SUPPLIED DATA:
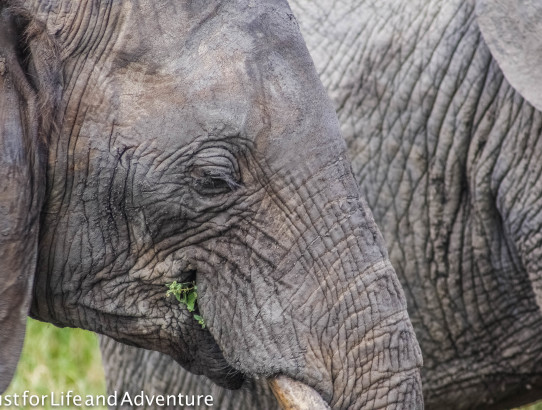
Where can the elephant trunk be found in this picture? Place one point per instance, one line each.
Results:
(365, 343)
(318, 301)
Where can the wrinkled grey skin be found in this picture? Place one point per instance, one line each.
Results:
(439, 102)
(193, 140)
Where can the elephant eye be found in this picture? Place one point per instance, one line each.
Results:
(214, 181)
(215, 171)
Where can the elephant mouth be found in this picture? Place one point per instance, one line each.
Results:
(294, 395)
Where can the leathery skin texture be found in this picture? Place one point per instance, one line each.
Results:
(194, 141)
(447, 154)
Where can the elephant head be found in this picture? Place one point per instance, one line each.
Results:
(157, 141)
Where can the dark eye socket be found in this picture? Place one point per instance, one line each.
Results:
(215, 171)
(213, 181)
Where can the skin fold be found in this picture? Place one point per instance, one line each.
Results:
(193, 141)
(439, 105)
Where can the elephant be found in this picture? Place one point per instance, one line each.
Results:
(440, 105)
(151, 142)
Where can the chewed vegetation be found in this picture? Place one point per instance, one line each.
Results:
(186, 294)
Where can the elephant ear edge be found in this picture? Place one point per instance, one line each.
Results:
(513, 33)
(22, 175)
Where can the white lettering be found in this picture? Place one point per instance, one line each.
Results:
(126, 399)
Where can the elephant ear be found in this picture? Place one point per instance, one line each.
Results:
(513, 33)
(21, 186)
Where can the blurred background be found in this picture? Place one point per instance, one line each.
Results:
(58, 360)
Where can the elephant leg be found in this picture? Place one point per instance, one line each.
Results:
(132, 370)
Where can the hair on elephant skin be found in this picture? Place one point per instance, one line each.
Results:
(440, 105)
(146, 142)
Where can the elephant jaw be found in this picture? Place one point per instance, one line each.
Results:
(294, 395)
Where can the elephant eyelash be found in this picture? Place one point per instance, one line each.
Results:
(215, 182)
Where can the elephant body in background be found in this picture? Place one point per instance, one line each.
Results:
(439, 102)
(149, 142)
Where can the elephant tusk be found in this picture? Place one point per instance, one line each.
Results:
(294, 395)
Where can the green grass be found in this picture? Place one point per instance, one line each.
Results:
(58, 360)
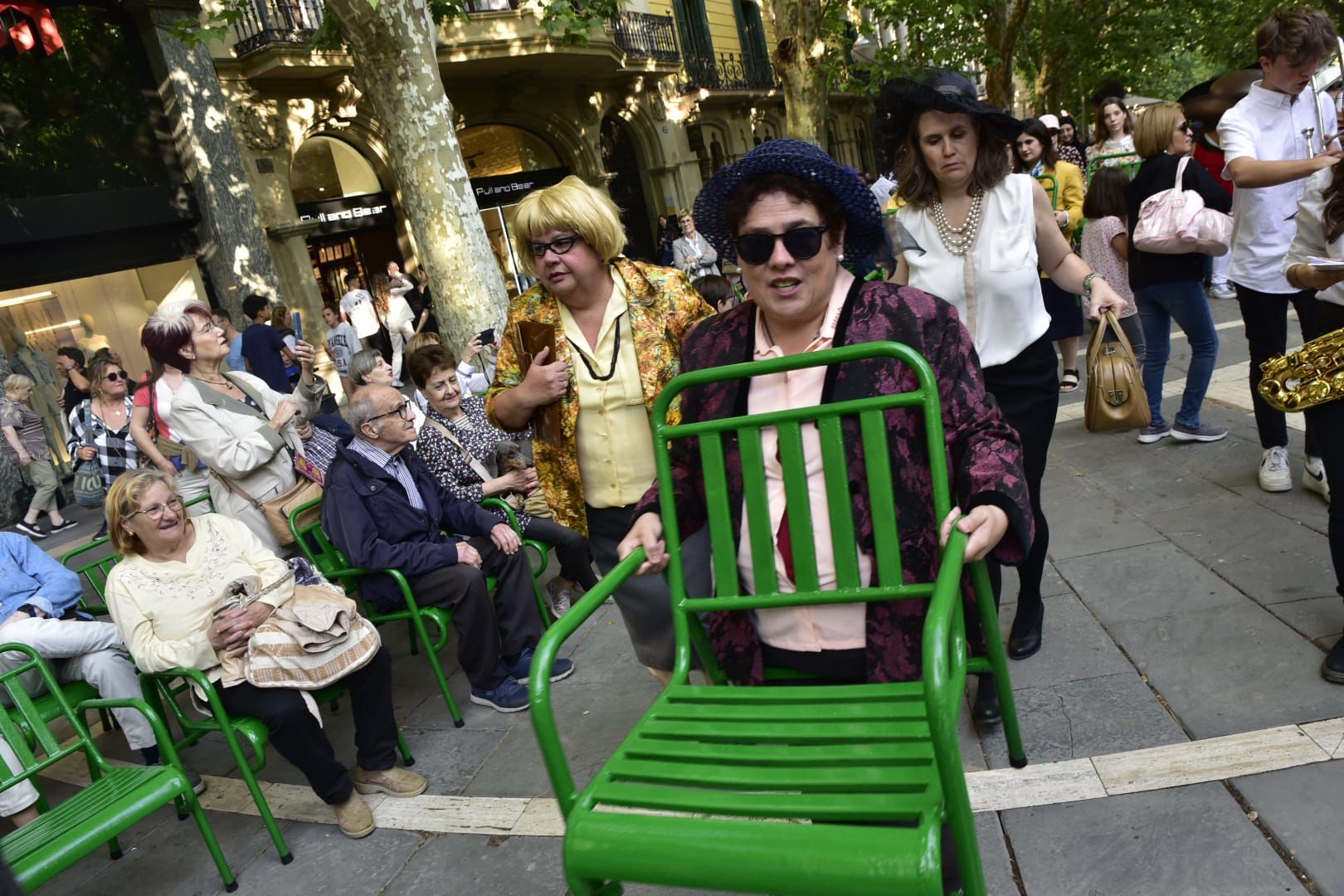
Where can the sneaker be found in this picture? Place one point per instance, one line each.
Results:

* * *

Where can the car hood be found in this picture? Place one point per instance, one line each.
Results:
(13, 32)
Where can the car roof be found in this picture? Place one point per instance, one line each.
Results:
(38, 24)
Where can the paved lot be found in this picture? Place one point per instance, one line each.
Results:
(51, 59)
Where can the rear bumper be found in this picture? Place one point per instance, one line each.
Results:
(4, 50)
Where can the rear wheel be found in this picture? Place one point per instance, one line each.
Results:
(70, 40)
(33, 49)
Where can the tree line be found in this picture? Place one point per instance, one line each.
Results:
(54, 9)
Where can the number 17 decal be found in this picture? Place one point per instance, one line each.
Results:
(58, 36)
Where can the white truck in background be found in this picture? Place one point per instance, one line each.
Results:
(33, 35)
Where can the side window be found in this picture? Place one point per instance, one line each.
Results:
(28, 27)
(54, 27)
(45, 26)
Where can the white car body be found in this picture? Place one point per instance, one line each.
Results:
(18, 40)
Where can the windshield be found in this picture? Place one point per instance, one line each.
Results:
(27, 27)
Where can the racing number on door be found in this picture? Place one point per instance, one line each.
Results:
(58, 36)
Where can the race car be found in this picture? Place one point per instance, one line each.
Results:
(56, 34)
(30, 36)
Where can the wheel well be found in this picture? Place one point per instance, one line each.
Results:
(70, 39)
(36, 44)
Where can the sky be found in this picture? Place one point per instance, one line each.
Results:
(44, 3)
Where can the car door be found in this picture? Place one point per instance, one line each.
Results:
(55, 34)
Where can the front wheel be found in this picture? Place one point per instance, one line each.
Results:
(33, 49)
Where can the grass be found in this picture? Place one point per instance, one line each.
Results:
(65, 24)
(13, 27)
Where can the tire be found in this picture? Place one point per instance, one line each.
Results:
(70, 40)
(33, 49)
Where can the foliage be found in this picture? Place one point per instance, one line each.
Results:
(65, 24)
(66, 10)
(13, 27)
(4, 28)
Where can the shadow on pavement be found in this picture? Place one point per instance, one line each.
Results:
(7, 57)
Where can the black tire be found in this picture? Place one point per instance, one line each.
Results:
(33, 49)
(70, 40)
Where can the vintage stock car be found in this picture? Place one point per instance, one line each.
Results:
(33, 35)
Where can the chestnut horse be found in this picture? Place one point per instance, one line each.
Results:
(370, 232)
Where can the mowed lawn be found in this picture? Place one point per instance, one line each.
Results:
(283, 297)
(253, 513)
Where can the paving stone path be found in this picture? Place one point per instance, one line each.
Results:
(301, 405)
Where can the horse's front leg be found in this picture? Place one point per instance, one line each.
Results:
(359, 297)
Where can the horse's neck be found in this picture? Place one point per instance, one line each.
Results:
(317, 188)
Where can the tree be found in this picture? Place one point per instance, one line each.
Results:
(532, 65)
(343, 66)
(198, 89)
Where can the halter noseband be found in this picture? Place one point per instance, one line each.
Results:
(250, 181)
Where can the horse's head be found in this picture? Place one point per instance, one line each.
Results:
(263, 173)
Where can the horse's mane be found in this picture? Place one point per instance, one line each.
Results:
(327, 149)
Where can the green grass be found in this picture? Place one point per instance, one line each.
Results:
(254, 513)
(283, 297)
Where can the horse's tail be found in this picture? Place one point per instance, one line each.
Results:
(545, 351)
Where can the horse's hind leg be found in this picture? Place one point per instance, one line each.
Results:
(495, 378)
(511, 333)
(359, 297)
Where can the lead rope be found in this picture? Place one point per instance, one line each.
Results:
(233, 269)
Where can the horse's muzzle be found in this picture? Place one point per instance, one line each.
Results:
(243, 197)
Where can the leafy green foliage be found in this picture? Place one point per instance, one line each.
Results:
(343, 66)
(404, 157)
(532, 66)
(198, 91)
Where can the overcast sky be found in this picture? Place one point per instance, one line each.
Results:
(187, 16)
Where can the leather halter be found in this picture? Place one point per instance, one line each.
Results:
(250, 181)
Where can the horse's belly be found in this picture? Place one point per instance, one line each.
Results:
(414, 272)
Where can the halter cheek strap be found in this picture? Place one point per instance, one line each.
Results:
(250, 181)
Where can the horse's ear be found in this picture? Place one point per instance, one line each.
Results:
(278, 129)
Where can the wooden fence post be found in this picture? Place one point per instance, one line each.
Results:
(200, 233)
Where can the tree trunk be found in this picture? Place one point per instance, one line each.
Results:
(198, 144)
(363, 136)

---

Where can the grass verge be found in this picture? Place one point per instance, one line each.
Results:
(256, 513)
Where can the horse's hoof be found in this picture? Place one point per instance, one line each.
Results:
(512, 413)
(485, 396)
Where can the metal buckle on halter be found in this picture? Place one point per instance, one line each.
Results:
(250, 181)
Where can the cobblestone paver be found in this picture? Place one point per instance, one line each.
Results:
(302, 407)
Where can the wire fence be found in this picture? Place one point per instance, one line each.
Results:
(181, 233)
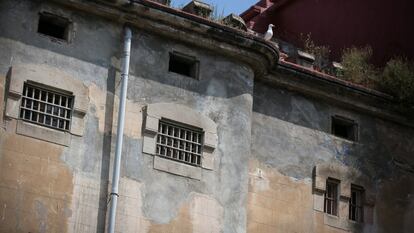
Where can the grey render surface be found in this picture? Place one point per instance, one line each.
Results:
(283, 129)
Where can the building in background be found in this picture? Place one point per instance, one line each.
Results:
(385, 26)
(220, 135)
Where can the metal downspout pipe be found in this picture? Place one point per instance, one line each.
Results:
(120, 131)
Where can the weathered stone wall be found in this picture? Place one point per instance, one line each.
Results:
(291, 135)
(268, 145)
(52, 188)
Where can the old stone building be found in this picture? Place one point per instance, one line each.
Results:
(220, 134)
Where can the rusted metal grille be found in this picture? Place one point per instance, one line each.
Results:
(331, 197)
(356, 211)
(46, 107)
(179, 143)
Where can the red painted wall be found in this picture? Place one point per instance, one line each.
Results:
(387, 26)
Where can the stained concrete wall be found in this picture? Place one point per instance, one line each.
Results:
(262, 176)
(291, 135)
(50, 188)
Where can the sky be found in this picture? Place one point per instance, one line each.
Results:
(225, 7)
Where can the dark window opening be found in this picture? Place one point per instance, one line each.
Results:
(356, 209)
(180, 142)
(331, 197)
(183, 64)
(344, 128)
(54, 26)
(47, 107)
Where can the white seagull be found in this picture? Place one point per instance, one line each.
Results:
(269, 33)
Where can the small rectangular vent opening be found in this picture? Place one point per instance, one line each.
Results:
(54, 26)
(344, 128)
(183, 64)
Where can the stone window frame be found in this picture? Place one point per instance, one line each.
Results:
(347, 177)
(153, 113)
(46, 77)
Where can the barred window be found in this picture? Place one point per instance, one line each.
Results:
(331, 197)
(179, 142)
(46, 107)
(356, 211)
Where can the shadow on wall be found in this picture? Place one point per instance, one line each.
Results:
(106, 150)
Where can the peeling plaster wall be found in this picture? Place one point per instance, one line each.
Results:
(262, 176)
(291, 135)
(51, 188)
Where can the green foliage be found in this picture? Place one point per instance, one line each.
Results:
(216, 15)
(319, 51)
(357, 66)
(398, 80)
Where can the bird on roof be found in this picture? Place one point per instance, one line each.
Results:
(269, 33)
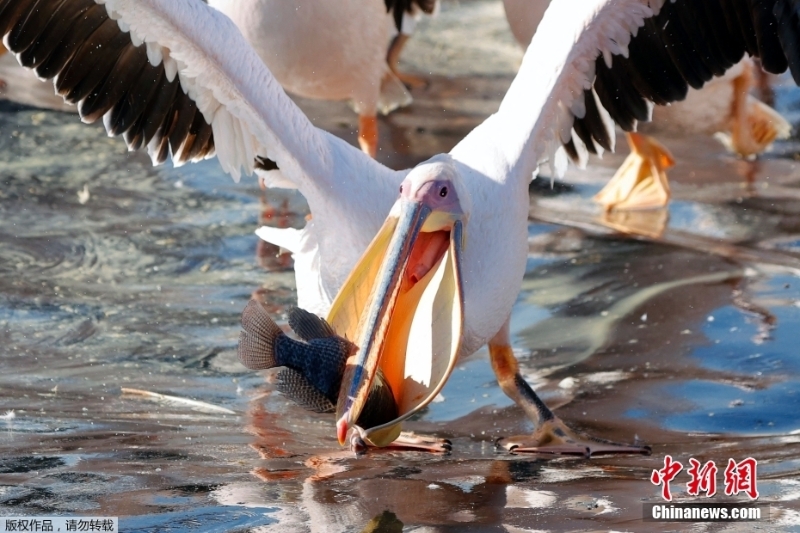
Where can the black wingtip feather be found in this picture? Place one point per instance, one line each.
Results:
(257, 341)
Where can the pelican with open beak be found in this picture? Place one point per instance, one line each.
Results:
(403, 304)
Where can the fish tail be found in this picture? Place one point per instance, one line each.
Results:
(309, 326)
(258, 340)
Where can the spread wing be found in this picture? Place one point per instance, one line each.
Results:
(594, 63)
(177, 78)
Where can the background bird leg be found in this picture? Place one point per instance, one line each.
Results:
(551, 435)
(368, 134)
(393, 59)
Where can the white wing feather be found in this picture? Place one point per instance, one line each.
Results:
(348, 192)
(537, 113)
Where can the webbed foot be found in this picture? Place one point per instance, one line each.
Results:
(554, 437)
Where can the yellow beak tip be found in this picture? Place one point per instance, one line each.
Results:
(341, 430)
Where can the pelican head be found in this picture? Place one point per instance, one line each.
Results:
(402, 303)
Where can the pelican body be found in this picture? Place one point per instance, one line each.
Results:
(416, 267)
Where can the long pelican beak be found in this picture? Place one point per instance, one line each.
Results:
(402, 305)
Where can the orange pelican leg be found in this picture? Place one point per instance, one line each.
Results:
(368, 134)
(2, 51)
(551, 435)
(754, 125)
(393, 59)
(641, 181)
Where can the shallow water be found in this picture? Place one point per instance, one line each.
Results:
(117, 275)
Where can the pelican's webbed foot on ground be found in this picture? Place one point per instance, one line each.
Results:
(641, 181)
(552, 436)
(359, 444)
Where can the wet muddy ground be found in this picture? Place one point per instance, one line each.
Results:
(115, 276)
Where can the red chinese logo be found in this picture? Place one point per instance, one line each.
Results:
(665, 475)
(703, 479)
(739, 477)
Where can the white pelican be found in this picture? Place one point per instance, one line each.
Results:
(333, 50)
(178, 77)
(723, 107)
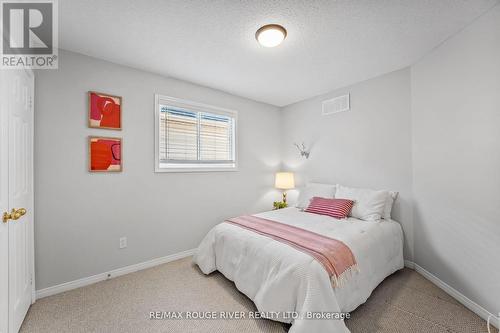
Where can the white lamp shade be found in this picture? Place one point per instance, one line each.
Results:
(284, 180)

HOW TO COMPLETE THIS TASK: Would you please repeat exactly the lines above, starting at the line with "Where can the elephant trunk" and stopping at the line with "Where can the white lettering", both included?

OUTPUT BELOW:
Where can the elephant trunk be found in this picture? Place one point per instance, one line each.
Results:
(365, 343)
(318, 301)
Where can the wrinkled grey skin be found in this picture? Place one point per instance, one line each.
Results:
(439, 102)
(193, 140)
Where can the elephant eye be found in this picture? Place one point per instance, one line each.
Results:
(214, 181)
(215, 171)
Where can the elephant mouth be found in this picture? Place one point per instance, one line each.
Results:
(294, 395)
Where can the leathery skin texture be found in this picture? Place one point per instance, one line each.
Results:
(194, 141)
(447, 154)
Where can the elephant head be found in this picture? Place one point per instance, one line each.
Results:
(157, 141)
Where can the dark eye socket be found in this picture? Place one point per instance, one line each.
Results:
(215, 171)
(213, 181)
Where can the skin fold be found in this picture? Place one point per instance, one line each.
Results:
(193, 141)
(439, 105)
Where can the elephant be found in this picture? Place one point per instance, one line each.
Results:
(440, 105)
(151, 142)
Where can the chewed vegetation be found in this picture? Place one point per instance, one line each.
Results:
(186, 294)
Where can the elephant ear edge be found in this picture? Place one point per instance, one line each.
Results:
(513, 33)
(22, 175)
Where can the white lettering be found in this picture? Place one point per instance, one line each.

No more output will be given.